> _Exercise prompt_
In the material below, the lines containing the word "clicks" are required; copy each of them.

> _Data extract_
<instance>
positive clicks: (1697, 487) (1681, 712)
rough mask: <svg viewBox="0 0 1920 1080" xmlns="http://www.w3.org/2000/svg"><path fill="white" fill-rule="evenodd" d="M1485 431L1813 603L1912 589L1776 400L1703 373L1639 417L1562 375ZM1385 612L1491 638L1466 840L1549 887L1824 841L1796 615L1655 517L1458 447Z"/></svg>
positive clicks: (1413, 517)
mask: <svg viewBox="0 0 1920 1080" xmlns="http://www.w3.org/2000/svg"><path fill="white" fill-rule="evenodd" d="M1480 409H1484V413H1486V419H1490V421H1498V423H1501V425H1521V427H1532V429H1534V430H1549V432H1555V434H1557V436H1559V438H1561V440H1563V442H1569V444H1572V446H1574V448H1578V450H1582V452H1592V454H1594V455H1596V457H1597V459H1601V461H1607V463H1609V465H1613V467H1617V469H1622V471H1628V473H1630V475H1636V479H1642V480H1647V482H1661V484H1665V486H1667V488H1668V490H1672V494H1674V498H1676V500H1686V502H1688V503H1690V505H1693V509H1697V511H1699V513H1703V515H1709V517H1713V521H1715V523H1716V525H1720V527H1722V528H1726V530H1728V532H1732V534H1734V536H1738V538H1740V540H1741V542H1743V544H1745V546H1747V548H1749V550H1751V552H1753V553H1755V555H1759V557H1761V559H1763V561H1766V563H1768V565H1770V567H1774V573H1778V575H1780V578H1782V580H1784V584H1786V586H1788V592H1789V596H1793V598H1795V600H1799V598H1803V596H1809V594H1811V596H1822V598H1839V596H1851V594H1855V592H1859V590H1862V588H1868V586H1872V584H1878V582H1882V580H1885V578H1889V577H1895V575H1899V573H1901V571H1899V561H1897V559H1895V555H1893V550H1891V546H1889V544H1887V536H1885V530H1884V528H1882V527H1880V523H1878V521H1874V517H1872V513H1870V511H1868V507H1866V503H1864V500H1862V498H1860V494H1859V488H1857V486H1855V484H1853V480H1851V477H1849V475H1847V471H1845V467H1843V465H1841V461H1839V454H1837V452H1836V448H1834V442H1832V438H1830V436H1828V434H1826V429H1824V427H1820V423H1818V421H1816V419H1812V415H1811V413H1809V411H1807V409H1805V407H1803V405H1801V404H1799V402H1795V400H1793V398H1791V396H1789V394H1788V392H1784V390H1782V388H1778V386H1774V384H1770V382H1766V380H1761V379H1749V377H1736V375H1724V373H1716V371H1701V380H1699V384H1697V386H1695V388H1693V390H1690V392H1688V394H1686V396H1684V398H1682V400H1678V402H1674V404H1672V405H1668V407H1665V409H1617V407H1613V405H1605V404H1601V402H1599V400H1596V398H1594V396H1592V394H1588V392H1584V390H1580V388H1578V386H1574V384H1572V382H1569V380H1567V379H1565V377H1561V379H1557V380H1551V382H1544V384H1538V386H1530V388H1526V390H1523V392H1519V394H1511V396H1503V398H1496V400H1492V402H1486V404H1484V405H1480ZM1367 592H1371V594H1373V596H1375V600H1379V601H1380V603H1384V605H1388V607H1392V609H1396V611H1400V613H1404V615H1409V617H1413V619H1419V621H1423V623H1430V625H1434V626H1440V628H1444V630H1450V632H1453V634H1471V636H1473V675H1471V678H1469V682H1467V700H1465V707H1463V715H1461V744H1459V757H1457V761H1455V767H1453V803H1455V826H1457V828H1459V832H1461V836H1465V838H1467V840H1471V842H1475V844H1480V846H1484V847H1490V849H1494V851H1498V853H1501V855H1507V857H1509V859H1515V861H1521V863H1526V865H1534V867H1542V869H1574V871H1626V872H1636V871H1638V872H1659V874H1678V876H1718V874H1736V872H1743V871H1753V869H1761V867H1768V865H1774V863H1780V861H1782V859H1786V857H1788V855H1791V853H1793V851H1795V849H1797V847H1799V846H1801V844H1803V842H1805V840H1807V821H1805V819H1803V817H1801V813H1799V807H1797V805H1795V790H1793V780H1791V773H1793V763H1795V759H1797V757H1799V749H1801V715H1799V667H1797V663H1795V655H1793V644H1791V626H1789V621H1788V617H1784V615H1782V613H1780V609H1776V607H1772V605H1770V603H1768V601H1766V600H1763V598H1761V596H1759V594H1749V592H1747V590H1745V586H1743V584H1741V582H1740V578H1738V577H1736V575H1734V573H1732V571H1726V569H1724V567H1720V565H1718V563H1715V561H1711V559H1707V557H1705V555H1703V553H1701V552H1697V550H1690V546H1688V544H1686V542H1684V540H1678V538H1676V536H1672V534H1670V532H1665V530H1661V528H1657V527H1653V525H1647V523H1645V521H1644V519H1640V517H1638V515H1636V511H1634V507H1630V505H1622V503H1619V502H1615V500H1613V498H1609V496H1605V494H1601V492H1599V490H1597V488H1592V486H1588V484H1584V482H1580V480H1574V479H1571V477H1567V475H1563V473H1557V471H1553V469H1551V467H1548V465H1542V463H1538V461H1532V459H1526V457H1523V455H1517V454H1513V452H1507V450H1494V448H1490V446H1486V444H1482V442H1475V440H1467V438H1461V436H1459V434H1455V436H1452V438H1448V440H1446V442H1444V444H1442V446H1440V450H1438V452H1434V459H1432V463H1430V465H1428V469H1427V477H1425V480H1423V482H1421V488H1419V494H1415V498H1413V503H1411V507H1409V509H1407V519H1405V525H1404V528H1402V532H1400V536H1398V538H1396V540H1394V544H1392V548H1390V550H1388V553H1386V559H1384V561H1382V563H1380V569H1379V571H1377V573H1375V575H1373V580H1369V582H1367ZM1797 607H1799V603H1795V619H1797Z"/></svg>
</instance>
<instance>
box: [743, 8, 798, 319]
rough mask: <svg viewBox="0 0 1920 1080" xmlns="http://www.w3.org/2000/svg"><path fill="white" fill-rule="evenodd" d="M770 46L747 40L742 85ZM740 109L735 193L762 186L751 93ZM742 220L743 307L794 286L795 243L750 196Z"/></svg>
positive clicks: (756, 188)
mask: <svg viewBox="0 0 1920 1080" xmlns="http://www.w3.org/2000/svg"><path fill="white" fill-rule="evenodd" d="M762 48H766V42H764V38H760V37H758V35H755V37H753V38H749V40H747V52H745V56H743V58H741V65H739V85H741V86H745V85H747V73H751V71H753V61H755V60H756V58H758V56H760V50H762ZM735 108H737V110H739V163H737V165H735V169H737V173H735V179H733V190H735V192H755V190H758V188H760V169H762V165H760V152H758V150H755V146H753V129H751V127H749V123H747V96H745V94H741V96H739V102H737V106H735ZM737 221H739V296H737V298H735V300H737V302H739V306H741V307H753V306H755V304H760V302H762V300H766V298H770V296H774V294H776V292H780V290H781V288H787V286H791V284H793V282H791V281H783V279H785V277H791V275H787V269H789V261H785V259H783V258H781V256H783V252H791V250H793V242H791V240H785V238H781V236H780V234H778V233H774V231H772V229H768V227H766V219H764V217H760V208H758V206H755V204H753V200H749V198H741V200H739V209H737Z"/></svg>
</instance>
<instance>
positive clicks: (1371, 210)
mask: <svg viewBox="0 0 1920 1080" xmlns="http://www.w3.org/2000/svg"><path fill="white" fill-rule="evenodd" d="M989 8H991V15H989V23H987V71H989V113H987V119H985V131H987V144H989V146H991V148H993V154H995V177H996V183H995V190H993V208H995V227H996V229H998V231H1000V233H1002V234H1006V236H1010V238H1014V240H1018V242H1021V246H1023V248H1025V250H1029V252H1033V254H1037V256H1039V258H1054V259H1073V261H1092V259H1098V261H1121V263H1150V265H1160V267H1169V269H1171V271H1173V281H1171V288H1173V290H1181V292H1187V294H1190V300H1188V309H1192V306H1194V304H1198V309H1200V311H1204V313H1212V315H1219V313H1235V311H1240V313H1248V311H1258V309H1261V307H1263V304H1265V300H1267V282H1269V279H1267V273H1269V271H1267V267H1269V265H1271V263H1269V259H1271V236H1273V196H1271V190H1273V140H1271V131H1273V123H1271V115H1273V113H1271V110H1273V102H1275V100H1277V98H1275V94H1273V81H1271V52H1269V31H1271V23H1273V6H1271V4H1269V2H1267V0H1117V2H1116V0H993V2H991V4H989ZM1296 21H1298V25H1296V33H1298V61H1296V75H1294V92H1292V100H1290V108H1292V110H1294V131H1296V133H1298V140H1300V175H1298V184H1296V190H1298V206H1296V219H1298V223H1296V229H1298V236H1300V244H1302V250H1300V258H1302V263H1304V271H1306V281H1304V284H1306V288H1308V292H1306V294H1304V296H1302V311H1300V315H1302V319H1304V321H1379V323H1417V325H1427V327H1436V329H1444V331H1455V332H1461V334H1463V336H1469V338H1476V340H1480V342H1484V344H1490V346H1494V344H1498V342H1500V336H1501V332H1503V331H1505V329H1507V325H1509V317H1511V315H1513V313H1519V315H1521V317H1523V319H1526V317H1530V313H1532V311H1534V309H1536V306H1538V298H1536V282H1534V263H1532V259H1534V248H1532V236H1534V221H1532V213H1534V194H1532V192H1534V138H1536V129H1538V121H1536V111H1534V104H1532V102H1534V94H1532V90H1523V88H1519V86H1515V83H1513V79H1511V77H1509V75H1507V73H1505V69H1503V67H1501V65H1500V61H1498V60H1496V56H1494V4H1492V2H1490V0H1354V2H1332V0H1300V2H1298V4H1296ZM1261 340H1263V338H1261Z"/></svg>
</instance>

> _Task solution_
positive clicks: (1697, 487) (1681, 712)
positive clicks: (1413, 517)
positive clicks: (756, 188)
positive clicks: (1371, 210)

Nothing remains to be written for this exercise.